### Exercise
Output exactly, with nothing added, the entries from the first line through the line with "column 183, row 127".

### Dataset excerpts
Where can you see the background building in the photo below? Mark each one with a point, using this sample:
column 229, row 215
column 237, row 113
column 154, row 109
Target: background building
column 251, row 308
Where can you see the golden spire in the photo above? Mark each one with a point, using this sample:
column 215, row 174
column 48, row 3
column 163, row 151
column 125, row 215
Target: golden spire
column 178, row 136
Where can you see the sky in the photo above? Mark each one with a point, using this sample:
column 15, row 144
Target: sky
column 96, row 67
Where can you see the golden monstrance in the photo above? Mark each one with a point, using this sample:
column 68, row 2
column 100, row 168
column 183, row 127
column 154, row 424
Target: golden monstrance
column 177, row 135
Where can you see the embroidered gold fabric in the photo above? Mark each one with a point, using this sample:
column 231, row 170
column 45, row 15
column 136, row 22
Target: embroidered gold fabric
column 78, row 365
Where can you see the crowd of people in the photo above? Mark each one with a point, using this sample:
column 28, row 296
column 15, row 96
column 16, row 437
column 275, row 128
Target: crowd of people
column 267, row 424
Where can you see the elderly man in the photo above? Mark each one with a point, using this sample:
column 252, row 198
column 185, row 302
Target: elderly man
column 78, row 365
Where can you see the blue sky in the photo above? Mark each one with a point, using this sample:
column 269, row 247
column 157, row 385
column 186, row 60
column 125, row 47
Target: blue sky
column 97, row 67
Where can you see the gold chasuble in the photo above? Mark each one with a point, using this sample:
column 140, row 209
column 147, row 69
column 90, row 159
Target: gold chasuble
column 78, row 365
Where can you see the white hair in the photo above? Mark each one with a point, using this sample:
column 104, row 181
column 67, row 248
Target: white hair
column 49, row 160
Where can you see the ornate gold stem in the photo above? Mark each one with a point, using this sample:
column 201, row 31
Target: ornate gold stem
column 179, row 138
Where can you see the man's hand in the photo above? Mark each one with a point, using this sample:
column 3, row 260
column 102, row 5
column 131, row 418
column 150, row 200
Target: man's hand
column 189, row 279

### Final answer
Where can you see the background building in the photo below? Mark each one with a point, using this sample:
column 229, row 215
column 237, row 113
column 154, row 109
Target: background building
column 251, row 308
Where can you see the golden spire in the photo above? Mark each one with a point, using this sample:
column 215, row 174
column 48, row 3
column 163, row 151
column 125, row 215
Target: golden spire
column 178, row 136
Where can you see the sky in the photo above? Mark each one with a point, using this sample:
column 15, row 144
Target: sky
column 96, row 67
Where can you see the golden monstrance in the photo above? Mark each one with a point, using this sample:
column 68, row 2
column 100, row 168
column 183, row 127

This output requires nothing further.